*DATASET EXTRACT*.
------------------------------------------------------------------------
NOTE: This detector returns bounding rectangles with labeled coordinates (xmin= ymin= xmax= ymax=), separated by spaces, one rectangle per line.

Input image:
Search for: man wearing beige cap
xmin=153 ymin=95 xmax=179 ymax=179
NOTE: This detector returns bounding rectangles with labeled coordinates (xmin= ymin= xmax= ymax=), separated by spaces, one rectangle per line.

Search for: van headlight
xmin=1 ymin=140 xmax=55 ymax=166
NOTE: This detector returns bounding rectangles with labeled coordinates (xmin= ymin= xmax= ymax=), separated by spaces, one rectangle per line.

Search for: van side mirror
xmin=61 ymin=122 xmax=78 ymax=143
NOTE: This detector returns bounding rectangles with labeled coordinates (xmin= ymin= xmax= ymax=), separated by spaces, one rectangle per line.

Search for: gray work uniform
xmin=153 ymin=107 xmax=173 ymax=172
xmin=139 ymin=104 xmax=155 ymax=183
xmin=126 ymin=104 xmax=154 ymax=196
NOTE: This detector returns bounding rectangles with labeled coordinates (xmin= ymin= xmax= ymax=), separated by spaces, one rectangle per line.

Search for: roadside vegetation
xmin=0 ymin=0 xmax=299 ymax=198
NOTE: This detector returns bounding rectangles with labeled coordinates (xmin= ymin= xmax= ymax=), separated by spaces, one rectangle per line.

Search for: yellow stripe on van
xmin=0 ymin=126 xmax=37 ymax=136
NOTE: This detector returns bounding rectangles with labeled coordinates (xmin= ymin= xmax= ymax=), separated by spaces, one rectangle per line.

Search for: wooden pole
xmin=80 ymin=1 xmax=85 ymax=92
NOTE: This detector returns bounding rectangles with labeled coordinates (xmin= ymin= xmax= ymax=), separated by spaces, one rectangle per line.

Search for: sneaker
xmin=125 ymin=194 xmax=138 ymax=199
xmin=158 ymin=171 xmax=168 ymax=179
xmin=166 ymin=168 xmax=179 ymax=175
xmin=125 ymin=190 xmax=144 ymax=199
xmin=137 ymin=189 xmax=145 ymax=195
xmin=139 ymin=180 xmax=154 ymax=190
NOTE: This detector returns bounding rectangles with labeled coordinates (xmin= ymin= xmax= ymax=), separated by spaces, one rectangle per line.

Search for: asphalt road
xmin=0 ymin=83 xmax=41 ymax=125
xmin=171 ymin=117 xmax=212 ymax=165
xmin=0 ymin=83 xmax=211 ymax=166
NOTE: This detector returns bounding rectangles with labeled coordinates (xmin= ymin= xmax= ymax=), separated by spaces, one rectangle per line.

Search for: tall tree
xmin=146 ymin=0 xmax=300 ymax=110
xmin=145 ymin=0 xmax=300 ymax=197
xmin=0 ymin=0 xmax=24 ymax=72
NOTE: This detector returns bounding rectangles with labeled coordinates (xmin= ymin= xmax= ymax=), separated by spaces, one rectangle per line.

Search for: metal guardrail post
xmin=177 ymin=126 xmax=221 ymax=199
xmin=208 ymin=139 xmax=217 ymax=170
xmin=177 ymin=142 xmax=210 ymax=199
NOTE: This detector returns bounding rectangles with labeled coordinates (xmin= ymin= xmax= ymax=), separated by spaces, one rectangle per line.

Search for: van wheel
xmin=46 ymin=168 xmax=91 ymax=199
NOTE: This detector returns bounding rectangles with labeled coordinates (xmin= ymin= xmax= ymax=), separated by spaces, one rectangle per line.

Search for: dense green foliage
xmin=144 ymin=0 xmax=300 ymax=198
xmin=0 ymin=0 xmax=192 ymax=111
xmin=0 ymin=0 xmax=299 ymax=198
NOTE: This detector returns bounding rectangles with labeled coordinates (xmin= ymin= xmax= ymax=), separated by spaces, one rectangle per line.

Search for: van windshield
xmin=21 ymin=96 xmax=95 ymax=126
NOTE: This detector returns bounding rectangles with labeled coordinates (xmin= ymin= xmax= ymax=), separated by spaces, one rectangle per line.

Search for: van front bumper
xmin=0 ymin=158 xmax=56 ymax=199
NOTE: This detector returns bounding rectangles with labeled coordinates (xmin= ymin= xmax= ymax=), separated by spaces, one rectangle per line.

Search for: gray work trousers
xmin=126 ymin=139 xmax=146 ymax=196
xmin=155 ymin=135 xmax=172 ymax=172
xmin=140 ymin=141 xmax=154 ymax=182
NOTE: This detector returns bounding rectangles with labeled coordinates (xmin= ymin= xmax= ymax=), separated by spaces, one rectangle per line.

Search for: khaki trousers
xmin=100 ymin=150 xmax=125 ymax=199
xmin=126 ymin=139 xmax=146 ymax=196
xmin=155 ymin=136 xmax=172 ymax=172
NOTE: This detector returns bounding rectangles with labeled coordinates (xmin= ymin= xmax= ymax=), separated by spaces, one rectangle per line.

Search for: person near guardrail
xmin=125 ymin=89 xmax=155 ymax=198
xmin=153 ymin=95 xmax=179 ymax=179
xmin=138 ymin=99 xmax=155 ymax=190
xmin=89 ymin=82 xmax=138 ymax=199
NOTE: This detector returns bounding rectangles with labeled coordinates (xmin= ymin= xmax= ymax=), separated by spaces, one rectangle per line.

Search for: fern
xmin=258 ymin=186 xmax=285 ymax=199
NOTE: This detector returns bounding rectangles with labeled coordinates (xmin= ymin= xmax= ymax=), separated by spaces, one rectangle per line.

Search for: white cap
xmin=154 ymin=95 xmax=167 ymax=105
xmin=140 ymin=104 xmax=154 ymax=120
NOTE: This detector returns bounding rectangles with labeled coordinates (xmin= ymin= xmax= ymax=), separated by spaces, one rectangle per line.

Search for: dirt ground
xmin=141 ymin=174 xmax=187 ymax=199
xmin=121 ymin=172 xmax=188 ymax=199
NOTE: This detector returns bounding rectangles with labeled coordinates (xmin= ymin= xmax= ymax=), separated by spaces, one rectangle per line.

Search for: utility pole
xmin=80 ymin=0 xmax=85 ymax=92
------------------------------------------------------------------------
Return the material above in full, exactly as it appears.

*SOLVED EXERCISE*.
NOTE: This detector returns bounding rectangles with labeled coordinates (xmin= ymin= xmax= ymax=), separated by spaces, one rectangle per line.

Input image:
Search for: man wearing beige cap
xmin=153 ymin=95 xmax=179 ymax=179
NOTE: This detector returns bounding rectangles with labeled coordinates (xmin= ymin= xmax= ymax=), separated by spaces, one rectangle per line.

Search for: van headlight
xmin=1 ymin=140 xmax=55 ymax=166
NOTE: This detector returns bounding rectangles with labeled coordinates (xmin= ymin= xmax= ymax=), separated by spaces, one rectangle per line.

Search for: van side mirror
xmin=61 ymin=122 xmax=78 ymax=143
NOTE: This detector returns bounding rectangles with labeled coordinates (xmin= ymin= xmax= ymax=), separated by spaces, one rectangle per line.

Search for: gray work uniform
xmin=153 ymin=107 xmax=173 ymax=172
xmin=139 ymin=104 xmax=155 ymax=183
xmin=126 ymin=104 xmax=154 ymax=196
NOTE: This detector returns bounding rectangles with labeled coordinates (xmin= ymin= xmax= ymax=), separated by spaces, one rectangle per line.

Search for: roadside vegetation
xmin=0 ymin=0 xmax=299 ymax=198
NOTE: This detector returns bounding rectangles with labeled coordinates (xmin= ymin= xmax= ymax=), separated by spaces, one rectangle per line.

Search for: yellow stripe on van
xmin=0 ymin=126 xmax=37 ymax=136
NOTE: This detector returns bounding rectangles with labeled coordinates (xmin= ymin= xmax= ymax=), separated by spaces, one rectangle per line.

Search for: wooden pole
xmin=80 ymin=1 xmax=85 ymax=92
NOTE: This detector returns bounding rectangles with labeled coordinates (xmin= ymin= xmax= ymax=), separated by spaces, one rectangle per line.

Search for: sneaker
xmin=125 ymin=194 xmax=138 ymax=199
xmin=158 ymin=171 xmax=168 ymax=179
xmin=166 ymin=168 xmax=179 ymax=175
xmin=125 ymin=190 xmax=144 ymax=199
xmin=137 ymin=189 xmax=145 ymax=195
xmin=139 ymin=180 xmax=154 ymax=190
NOTE: This detector returns bounding rectangles with labeled coordinates (xmin= ymin= xmax= ymax=), separated by spaces, one rectangle per line.

Search for: asphalt road
xmin=0 ymin=83 xmax=41 ymax=125
xmin=171 ymin=117 xmax=212 ymax=165
xmin=0 ymin=83 xmax=211 ymax=166
NOTE: This detector returns bounding rectangles with labeled coordinates (xmin= ymin= xmax= ymax=), separated by spaces, one rectangle per line.

Search for: tall tree
xmin=146 ymin=0 xmax=300 ymax=110
xmin=145 ymin=0 xmax=300 ymax=197
xmin=0 ymin=0 xmax=24 ymax=72
NOTE: This detector returns bounding rectangles with labeled coordinates (xmin= ymin= xmax= ymax=), separated by spaces, one rectangle per line.

Search for: metal guardrail post
xmin=177 ymin=126 xmax=221 ymax=199
xmin=208 ymin=139 xmax=217 ymax=170
xmin=177 ymin=142 xmax=210 ymax=199
NOTE: This detector returns bounding rectangles with labeled coordinates (xmin= ymin= xmax= ymax=), separated by spaces, one rectangle per line.

Search for: van wheel
xmin=46 ymin=168 xmax=91 ymax=199
NOTE: This detector returns bounding rectangles with labeled coordinates (xmin= ymin= xmax= ymax=), separated by spaces, one rectangle per line.

Search for: dense green foliage
xmin=144 ymin=0 xmax=300 ymax=198
xmin=0 ymin=0 xmax=192 ymax=111
xmin=0 ymin=0 xmax=299 ymax=198
NOTE: This detector returns bounding rectangles with labeled coordinates (xmin= ymin= xmax= ymax=), separated by spaces, one rectangle per line.

Search for: van windshield
xmin=21 ymin=96 xmax=95 ymax=126
NOTE: This detector returns bounding rectangles with labeled coordinates (xmin= ymin= xmax= ymax=), separated by spaces, one rectangle per line.

Search for: van front bumper
xmin=0 ymin=158 xmax=56 ymax=199
NOTE: This detector returns bounding rectangles with labeled coordinates (xmin= ymin= xmax= ymax=), separated by spaces, one rectangle per line.

Search for: gray work trousers
xmin=126 ymin=139 xmax=146 ymax=196
xmin=155 ymin=135 xmax=172 ymax=172
xmin=140 ymin=141 xmax=154 ymax=182
NOTE: This detector returns bounding rectangles with labeled coordinates (xmin= ymin= xmax= ymax=), separated by spaces, one rectangle per line.

Search for: khaki trousers
xmin=100 ymin=150 xmax=125 ymax=199
xmin=126 ymin=139 xmax=146 ymax=196
xmin=155 ymin=136 xmax=172 ymax=172
NOTE: This detector returns bounding rectangles with labeled coordinates (xmin= ymin= xmax= ymax=), separated by spaces, one rectangle per line.

Search for: person near guardrail
xmin=125 ymin=89 xmax=155 ymax=198
xmin=153 ymin=95 xmax=179 ymax=179
xmin=138 ymin=99 xmax=155 ymax=190
xmin=89 ymin=82 xmax=138 ymax=199
NOTE: This detector returns bounding rectangles with labeled coordinates (xmin= ymin= xmax= ymax=), separated by spaces, one rectangle per line.

Search for: fern
xmin=258 ymin=186 xmax=285 ymax=199
NOTE: This detector returns bounding rectangles with labeled coordinates (xmin= ymin= xmax= ymax=), separated by spaces, one rectangle per line.

Search for: white cap
xmin=154 ymin=95 xmax=167 ymax=105
xmin=140 ymin=104 xmax=154 ymax=120
NOTE: This detector returns bounding rectangles with labeled coordinates (xmin= ymin= xmax= ymax=), separated by spaces, one rectangle per line.

Search for: dirt ground
xmin=141 ymin=174 xmax=187 ymax=199
xmin=121 ymin=172 xmax=188 ymax=199
NOTE: This detector returns bounding rectangles with labeled coordinates (xmin= ymin= xmax= ymax=), separated by spaces, one rectangle per line.

Search for: utility pole
xmin=80 ymin=0 xmax=85 ymax=92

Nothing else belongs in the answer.